* [Aim 1]:
Render the entries between the lines containing "Target = woman's long dark hair" and "x=828 y=510", inclusive, as a two-column CSV with the columns "task" and "value". Give each entry its own row, put its text and its answer each in one quoted field, and replace line breaks with spaces.

Tackling Cryptic Codebases

Yam Marcovitz
Aug 31, 2022
10 min read

Say you have a task to do with an existing codebase that you just can’t figure out. You can’t understand the meaning of what needs to be done, let alone how to do it. Worse yet, you have a deadline to meet, your performance is being quantified with KPIs, and that crucial performance review is right around the corner.

Here at Apex.AI, we often deal with complex and idiosyncratic external codebases (ROS 2, intricate communication protocols, and more) as part of our job is to optimize and certify them for use in automotive software. In this post, we’ll share some tips and tricks on approaching such a codebase: a combination of mental attitudes and useful techniques. With the right approach, while you won’t necessarily become an expert overnight, you can more swiftly gain the ability to produce valuable and credible work that makes a difference. This will also form a solid foundation for building deeper expertise later on. Let’s get started!

Bridging the Conceptual Gap

Large codebases are hardly ever built just the way you’d have personally done it. Even if you knew everything about the problem domain, you’d still need to adjust to how it’s been viewed by the people who wrote the code. Of course, lacking the conceptual background will make your study a lot more difficult than it needs to be. As such, the first step we recommend is becoming acquainted with what the codebase is trying to accomplish on a conceptual level.

In our experience, the most interesting problems we face in our day-to-day work have already had someone look into them and share some information on the Internet in an orderly manner. You can often find introductory videos, specification sheets, RFCs, or books. Here are a few tips on how to make efficient use of each of these resources:

Videos. If you can find some 5-minute clips, start there. From there, jump straight into the hour-long presentations. This is a good way to absorb information, as watching a real person speak communicates more than the written word—it gives you a relatable sense of their mindset, and it begins to form a connection that normalizes the perceived gap between you and the rocket scientists who, you may imagine, wrote the code. Grab a drink, sit back, and relax, letting your mind soak up the information. When a new or interesting idea comes up in the presentation, you can pause the video and look it up to get more context. Open up some tabs for later reference. These are your first steps in forming an important conceptual web in which you can keep orienting yourself when you feel lost or lose track of some detail. By the time you’ve watched roughly 2-3 hours of video, you can begin to ask intelligent questions. This is a crucial milestone.
Specifications and RFCs. Normally very similar to legal documents, they’re perhaps the most boring kind of resource. However, their formality is also their strength. As you continue your research, you will have questions, and a spec will be able to give you answers you can generally rely on. If your problem domain has related spec sheets, save those and briefly skim their structure so that you get a sense of where to look for answers within them for what type of questions. Granted, in some cases, actual code goes beyond specs—and in some rogue cases even violates them—but if you do find a gap in a spec, that’s actually good for you, as it’ll provide you with a great springboard for getting personal attention from authoritative maintainers. Relevant tips on contacting authors will follow.

* [Entries supplied]:
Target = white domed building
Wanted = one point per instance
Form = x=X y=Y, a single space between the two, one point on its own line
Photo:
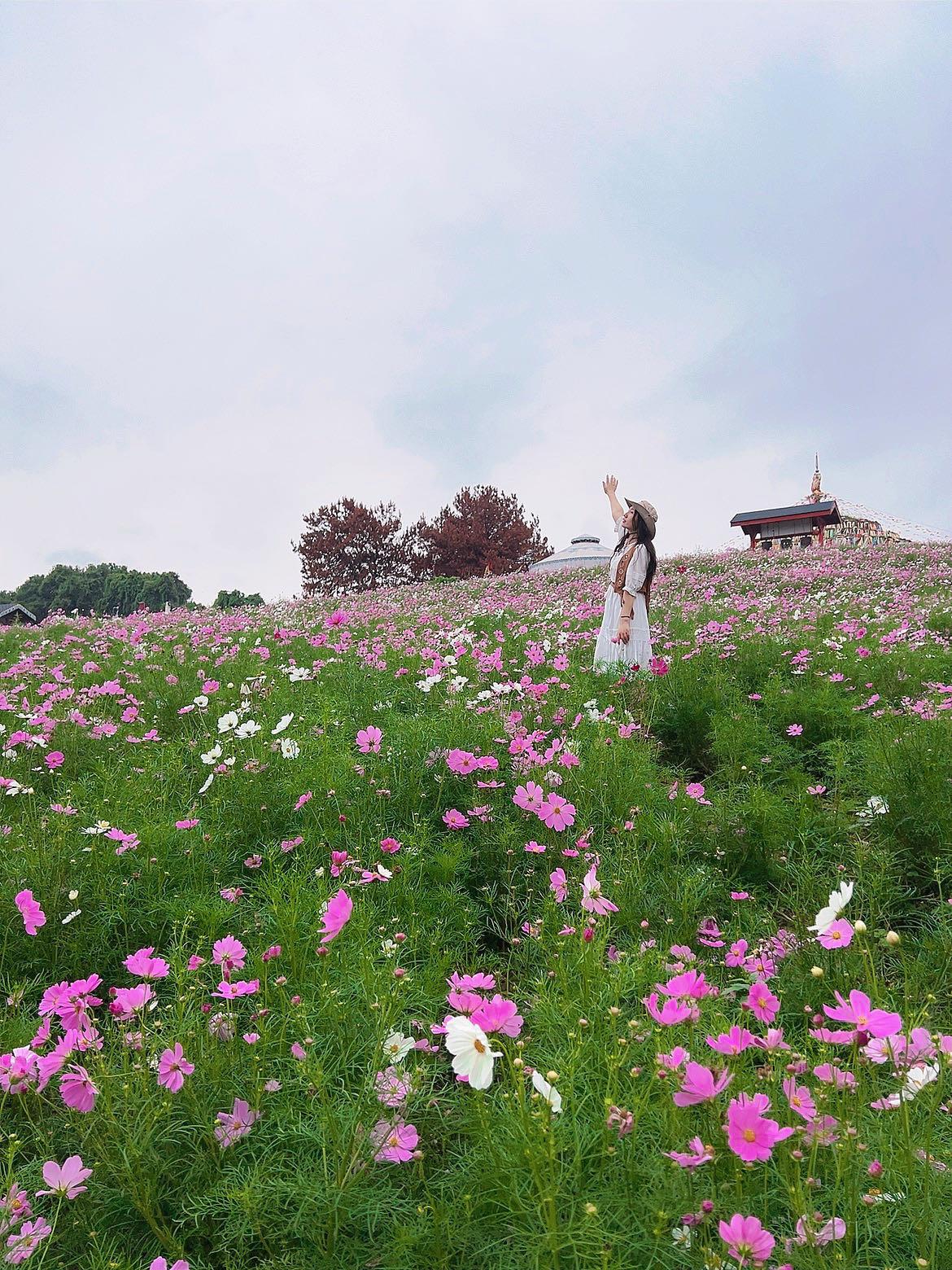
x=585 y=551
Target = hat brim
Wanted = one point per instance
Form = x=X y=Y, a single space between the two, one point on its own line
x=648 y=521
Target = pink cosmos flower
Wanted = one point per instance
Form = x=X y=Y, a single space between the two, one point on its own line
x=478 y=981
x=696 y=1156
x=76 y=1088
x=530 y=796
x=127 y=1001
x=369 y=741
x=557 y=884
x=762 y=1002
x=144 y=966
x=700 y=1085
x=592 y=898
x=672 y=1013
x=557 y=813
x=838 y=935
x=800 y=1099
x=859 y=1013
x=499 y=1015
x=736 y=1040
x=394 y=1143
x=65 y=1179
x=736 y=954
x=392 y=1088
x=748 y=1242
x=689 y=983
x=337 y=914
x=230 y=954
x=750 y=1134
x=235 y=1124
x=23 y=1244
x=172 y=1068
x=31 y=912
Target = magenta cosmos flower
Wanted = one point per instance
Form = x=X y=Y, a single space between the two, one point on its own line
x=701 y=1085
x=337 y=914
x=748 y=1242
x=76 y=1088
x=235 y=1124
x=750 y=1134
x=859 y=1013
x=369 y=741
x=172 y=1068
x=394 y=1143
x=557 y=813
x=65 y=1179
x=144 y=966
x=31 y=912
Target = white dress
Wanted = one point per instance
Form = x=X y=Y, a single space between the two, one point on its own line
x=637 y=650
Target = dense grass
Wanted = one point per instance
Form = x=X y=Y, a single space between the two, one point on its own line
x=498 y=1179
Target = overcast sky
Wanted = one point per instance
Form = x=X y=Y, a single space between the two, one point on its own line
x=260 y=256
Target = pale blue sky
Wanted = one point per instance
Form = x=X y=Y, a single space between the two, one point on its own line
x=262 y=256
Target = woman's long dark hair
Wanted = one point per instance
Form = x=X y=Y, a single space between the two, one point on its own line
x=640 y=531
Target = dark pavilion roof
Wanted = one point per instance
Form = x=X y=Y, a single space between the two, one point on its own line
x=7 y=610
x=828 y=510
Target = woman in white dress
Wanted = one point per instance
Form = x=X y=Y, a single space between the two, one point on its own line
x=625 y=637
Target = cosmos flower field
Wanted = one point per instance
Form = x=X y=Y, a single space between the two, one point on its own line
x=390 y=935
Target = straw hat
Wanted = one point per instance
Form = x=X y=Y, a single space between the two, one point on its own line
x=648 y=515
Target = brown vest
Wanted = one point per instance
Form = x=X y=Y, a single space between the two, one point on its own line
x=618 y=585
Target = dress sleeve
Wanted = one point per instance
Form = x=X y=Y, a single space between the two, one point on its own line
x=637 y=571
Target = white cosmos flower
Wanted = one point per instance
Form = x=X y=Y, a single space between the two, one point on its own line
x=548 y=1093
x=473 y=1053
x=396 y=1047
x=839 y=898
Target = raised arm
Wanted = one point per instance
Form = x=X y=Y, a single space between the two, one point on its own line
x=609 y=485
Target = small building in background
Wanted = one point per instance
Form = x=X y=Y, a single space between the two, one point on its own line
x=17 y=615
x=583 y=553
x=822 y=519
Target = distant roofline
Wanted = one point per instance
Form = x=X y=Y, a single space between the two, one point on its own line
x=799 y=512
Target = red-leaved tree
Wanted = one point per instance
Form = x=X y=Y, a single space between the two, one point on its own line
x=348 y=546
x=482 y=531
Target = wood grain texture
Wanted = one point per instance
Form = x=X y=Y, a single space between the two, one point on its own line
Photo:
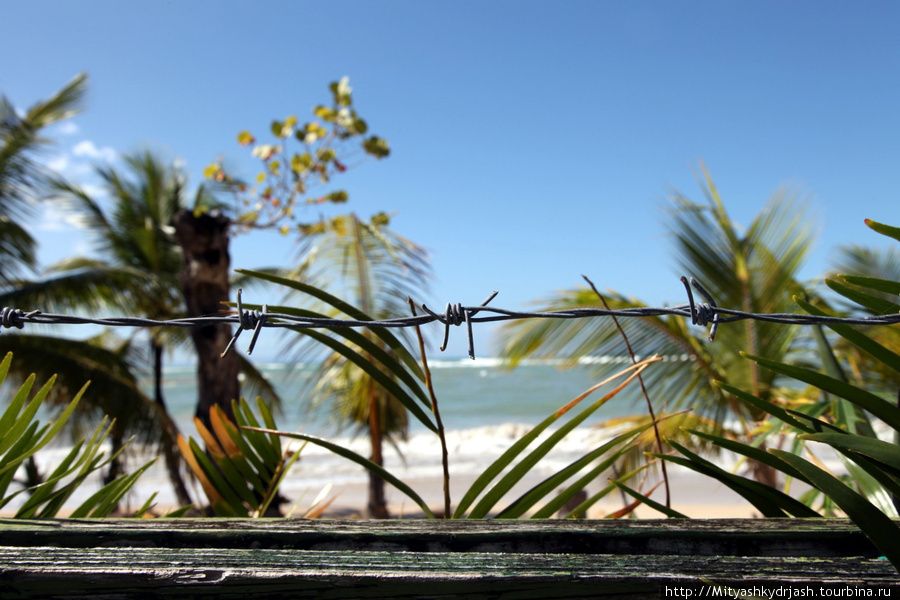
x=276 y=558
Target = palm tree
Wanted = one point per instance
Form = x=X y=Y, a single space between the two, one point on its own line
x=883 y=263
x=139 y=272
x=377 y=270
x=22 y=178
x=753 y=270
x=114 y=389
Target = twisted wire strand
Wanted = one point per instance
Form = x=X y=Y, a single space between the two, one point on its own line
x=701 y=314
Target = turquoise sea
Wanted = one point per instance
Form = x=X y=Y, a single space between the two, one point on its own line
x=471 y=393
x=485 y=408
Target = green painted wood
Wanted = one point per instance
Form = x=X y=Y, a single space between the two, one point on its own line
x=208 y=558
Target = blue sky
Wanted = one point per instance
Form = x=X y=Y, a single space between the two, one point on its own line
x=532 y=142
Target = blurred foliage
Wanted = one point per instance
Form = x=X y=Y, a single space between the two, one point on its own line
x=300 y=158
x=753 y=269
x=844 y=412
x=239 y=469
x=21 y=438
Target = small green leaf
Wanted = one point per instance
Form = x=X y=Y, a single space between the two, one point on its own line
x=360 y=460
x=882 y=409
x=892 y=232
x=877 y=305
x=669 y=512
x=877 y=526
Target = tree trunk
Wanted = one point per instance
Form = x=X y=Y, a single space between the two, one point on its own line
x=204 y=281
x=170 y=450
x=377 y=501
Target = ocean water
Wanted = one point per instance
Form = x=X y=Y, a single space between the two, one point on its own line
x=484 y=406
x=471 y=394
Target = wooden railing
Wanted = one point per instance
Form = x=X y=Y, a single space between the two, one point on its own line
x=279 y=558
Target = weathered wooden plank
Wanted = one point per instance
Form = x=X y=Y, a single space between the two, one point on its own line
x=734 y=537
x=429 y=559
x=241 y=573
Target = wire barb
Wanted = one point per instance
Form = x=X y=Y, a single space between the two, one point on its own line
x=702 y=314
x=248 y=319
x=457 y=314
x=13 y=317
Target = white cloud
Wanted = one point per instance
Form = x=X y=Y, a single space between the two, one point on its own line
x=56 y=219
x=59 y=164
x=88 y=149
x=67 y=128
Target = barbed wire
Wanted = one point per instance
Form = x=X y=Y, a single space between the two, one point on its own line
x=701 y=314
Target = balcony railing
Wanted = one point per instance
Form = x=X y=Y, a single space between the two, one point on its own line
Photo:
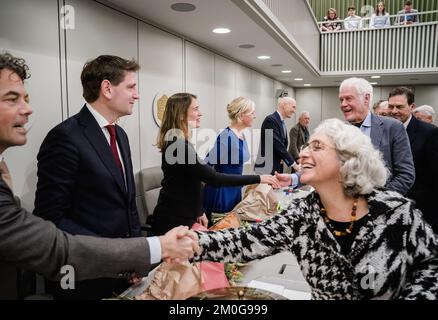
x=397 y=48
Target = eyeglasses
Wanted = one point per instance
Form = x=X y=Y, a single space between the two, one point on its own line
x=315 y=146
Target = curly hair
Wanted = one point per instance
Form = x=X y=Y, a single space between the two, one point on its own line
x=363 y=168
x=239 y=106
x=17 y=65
==
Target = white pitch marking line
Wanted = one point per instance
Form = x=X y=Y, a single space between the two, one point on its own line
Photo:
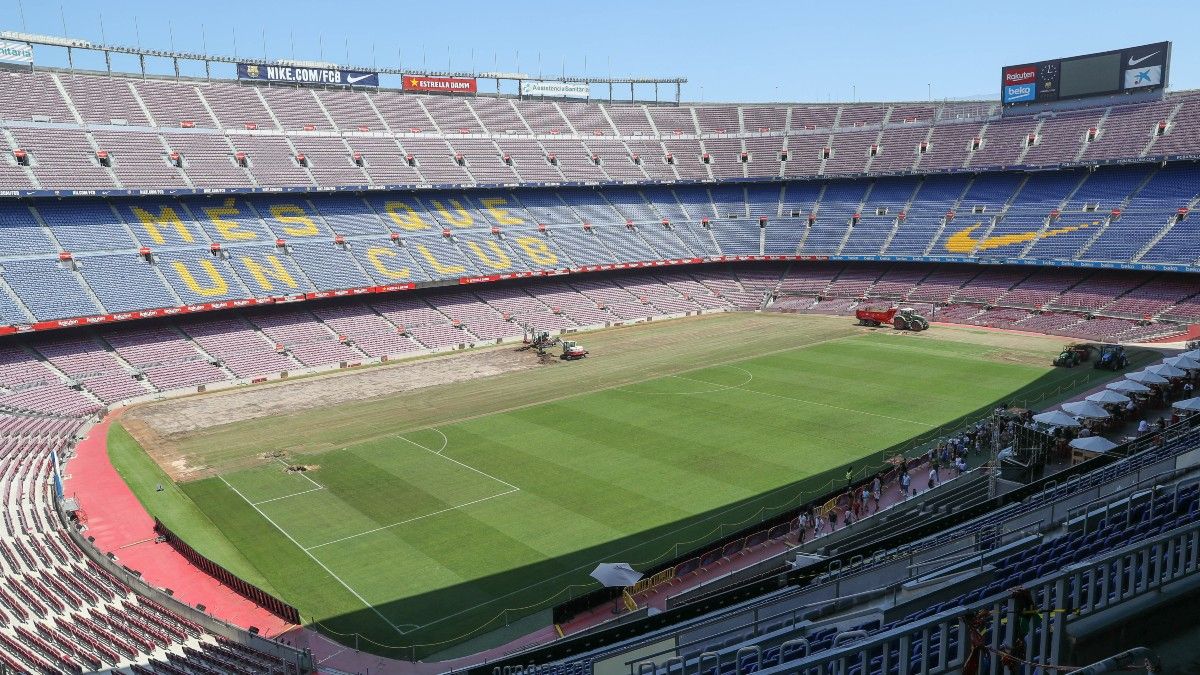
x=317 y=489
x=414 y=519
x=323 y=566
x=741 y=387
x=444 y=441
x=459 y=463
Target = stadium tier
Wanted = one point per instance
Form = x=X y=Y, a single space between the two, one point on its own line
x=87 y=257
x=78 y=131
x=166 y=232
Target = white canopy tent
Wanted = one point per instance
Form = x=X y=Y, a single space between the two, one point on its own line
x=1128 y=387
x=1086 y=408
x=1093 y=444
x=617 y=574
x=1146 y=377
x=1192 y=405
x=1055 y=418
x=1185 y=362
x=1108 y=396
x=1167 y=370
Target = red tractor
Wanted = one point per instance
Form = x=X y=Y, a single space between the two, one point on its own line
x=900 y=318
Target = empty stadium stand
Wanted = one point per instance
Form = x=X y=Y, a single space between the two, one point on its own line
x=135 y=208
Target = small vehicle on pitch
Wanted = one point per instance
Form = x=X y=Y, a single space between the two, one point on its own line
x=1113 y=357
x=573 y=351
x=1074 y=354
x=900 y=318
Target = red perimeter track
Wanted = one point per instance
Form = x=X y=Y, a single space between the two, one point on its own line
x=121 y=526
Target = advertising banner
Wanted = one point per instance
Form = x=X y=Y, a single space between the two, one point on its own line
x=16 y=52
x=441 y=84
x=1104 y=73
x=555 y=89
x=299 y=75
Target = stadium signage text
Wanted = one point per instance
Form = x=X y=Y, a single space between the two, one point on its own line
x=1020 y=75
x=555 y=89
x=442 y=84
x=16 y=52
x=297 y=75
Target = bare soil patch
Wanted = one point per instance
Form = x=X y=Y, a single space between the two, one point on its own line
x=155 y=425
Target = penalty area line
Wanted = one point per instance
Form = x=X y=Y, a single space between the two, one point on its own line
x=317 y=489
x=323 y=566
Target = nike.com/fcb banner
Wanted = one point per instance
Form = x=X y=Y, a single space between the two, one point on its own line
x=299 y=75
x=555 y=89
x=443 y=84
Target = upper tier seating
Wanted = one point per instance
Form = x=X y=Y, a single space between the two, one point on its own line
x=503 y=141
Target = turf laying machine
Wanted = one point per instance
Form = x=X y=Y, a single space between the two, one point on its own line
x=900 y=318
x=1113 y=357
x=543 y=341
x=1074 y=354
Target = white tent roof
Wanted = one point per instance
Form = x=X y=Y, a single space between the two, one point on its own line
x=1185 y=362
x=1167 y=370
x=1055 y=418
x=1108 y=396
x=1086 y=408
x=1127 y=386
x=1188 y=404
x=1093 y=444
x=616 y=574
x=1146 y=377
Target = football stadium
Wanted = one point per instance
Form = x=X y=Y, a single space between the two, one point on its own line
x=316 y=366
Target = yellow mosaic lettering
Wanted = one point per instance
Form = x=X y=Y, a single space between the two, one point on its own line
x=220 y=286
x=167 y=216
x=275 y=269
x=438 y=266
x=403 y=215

* [Aim 2]:
Shorten the paragraph of the codebase article that begins "Large codebases are hardly ever built" and keep its main facts.

* [Right answer 1]:
task,value
"Target = woman's long dark hair Wanted = one point per instance Form = x=X y=Y, a single space between the two, one point on its own line","x=640 y=531"
"Target = dark pavilion roof Wanted = one point per instance Form = x=X y=Y, a single space between the two, one point on its own line","x=7 y=610 x=828 y=510"

* [Right answer 2]:
Large codebases rarely match how you would have built them. Even with full knowledge of the problem domain, you must adapt to how the authors viewed it, and lacking the conceptual background makes study much harder. The recommended first step is to learn what the codebase is trying to accomplish at a conceptual level.